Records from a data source
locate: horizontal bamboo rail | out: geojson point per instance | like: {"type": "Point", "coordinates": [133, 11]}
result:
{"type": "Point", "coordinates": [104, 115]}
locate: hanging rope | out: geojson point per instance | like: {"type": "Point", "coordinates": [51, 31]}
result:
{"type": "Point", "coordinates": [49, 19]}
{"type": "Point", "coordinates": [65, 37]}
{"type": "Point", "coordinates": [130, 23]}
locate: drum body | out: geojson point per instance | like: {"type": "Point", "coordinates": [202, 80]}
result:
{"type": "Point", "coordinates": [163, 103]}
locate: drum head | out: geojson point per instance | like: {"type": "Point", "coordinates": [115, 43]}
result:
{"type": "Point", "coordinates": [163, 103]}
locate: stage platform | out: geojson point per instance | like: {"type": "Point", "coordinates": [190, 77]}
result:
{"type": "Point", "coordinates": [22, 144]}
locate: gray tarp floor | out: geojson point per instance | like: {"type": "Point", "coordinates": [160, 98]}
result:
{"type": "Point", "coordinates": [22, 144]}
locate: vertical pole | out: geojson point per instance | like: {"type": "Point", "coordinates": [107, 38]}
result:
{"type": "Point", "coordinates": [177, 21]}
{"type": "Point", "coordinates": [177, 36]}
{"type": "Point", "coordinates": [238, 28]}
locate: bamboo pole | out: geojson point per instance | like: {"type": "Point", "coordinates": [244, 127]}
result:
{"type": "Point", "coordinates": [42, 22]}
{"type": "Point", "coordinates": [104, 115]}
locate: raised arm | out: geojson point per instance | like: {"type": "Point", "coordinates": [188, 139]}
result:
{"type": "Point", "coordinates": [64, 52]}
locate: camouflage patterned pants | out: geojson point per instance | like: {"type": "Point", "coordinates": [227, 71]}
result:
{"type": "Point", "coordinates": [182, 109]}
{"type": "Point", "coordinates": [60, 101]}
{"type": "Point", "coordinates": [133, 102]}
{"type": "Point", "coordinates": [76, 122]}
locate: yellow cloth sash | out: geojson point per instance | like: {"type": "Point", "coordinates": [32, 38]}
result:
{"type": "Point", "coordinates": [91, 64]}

PROBLEM TO SOLVE ->
Please copy every line of the data, from the line containing "locate: camouflage patterned" through the end of the data. Multiply each coordinate in the result points by 0.35 and round it to a whole number, with halves rounded up, and leave the sample coordinates after "like:" unchanged.

WRITTEN RESPONSE ->
locate: camouflage patterned pants | out: geojson point per instance | like: {"type": "Point", "coordinates": [227, 71]}
result:
{"type": "Point", "coordinates": [64, 38]}
{"type": "Point", "coordinates": [21, 35]}
{"type": "Point", "coordinates": [47, 36]}
{"type": "Point", "coordinates": [27, 43]}
locate: yellow cloth sash | out: geojson point per instance | like: {"type": "Point", "coordinates": [32, 38]}
result:
{"type": "Point", "coordinates": [32, 22]}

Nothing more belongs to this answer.